Shape annotation entries:
---
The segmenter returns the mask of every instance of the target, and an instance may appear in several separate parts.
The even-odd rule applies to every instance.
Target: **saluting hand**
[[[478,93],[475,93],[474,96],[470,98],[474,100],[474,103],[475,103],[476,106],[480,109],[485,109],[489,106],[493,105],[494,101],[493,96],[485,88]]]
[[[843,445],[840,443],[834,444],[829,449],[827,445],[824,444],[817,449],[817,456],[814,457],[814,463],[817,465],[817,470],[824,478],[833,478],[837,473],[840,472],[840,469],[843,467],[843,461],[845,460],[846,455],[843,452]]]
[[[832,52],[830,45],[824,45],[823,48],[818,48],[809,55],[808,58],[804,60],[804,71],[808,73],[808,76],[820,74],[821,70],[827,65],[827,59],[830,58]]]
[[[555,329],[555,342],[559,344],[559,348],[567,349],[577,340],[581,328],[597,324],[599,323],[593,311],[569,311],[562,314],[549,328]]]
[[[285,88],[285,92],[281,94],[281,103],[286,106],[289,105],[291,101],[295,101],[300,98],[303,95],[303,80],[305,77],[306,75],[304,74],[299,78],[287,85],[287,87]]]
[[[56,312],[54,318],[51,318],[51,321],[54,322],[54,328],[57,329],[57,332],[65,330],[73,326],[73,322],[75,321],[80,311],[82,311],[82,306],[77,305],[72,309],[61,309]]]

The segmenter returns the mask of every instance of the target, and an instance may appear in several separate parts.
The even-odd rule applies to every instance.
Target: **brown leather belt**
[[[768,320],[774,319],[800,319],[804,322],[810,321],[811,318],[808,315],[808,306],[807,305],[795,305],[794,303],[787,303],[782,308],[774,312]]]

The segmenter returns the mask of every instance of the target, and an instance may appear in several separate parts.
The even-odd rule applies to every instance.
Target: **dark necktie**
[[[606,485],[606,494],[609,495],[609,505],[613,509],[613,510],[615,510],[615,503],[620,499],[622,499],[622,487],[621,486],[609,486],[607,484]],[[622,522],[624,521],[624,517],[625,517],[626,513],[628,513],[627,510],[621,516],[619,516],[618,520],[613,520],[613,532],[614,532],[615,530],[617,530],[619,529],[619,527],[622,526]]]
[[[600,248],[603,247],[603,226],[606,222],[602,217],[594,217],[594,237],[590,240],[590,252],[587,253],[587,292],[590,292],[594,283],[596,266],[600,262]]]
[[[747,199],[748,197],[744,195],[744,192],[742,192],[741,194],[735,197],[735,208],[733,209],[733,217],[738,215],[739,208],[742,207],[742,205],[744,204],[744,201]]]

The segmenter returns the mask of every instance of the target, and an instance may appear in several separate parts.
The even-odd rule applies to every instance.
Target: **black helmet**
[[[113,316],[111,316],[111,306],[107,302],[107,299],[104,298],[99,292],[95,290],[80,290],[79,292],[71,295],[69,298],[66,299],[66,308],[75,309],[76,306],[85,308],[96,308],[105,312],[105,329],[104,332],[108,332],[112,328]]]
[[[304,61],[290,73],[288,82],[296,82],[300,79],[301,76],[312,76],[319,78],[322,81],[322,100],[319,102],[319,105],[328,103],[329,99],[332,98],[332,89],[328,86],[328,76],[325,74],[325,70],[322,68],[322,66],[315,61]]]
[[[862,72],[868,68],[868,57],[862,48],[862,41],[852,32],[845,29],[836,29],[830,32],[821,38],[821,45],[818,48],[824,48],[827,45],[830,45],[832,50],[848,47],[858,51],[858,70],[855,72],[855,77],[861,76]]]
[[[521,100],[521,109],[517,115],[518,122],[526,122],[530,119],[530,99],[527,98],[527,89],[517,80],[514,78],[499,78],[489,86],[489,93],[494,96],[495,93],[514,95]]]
---
### Written task
Convert the rows above into a JSON list of strings with one string per line, leaving out the blank lines.

### Task response
[
  "The segmenter returns the mask of every instance of the target, and an instance may appear in several separate parts.",
  "The even-odd rule applies to every instance.",
  "Target: **saluting hand**",
  "[[[478,93],[475,93],[474,96],[470,98],[474,100],[474,103],[475,103],[476,106],[480,109],[485,109],[489,106],[493,105],[494,101],[493,96],[485,88]]]",
  "[[[843,445],[840,443],[834,444],[829,449],[827,445],[824,444],[817,449],[817,456],[814,457],[814,463],[817,465],[817,470],[824,478],[833,478],[837,473],[840,472],[840,469],[843,467],[843,461],[845,460],[846,455],[843,452]]]",
  "[[[832,52],[830,45],[824,45],[823,48],[818,48],[809,55],[808,58],[804,60],[804,71],[808,73],[808,76],[820,74],[821,70],[827,65],[827,59],[830,58]]]",
  "[[[555,329],[555,342],[559,344],[559,348],[567,349],[577,340],[581,328],[597,324],[599,323],[593,311],[569,311],[562,314],[549,328]]]",
  "[[[285,88],[285,92],[281,94],[281,103],[286,106],[289,105],[291,101],[295,101],[300,98],[303,95],[303,80],[305,77],[306,75],[304,74],[299,78],[287,85],[287,87]]]",
  "[[[56,312],[54,318],[51,318],[51,321],[54,322],[54,328],[57,329],[57,332],[65,330],[73,326],[73,322],[75,321],[80,311],[82,311],[82,306],[77,305],[72,309],[61,309]]]",
  "The segmenter returns the mask of every instance of the target, and an instance may appear in several separate parts.",
  "The even-odd rule applies to every instance.",
  "Target: **brown leather belt**",
  "[[[768,320],[774,319],[800,319],[804,322],[810,321],[811,318],[808,315],[808,306],[807,305],[795,305],[794,303],[787,303],[782,308],[774,312]]]",
  "The segmenter returns the mask of every instance of the target, and an instance may appear in several separate parts.",
  "The even-odd rule applies to every instance.",
  "Target: **dark necktie**",
  "[[[606,485],[606,494],[609,495],[609,505],[613,509],[613,510],[615,510],[615,503],[620,499],[622,499],[622,487],[621,486],[609,486],[607,484]],[[622,522],[624,521],[624,517],[625,517],[626,513],[628,513],[627,510],[621,516],[619,516],[618,520],[613,520],[613,532],[614,532],[615,530],[617,530],[619,529],[619,527],[622,526]]]",
  "[[[600,248],[603,247],[603,226],[606,222],[602,217],[594,217],[594,237],[590,240],[590,252],[587,253],[587,292],[590,292],[594,283],[596,266],[600,262]]]",
  "[[[747,199],[748,197],[744,195],[744,192],[742,192],[741,194],[735,197],[735,208],[733,209],[733,217],[738,215],[739,208],[742,207],[742,205],[744,204],[744,201]]]",
  "The segmenter returns the mask of every instance of the target, and an instance may appear in several separate parts.",
  "The even-odd rule applies to every instance.",
  "Target: **black helmet**",
  "[[[113,316],[111,316],[111,306],[107,302],[107,299],[104,298],[99,292],[95,290],[80,290],[79,292],[71,295],[69,298],[66,299],[66,308],[75,309],[76,306],[85,308],[96,308],[105,312],[105,329],[104,332],[108,332],[112,328]]]",
  "[[[304,61],[290,73],[288,82],[296,82],[300,79],[301,76],[312,76],[319,78],[322,81],[322,100],[319,102],[319,105],[328,103],[329,99],[332,98],[332,89],[328,86],[328,76],[325,74],[325,70],[322,68],[322,66],[315,61]]]",
  "[[[862,72],[868,68],[868,57],[862,48],[862,41],[852,32],[845,29],[836,29],[830,32],[821,38],[821,45],[818,48],[824,48],[827,45],[830,45],[832,50],[848,47],[858,51],[858,70],[855,72],[855,77],[861,76]]]",
  "[[[521,100],[521,109],[517,115],[518,122],[526,122],[530,119],[530,99],[527,98],[527,89],[517,80],[514,78],[499,78],[489,86],[489,93],[494,96],[495,93],[514,95]]]"
]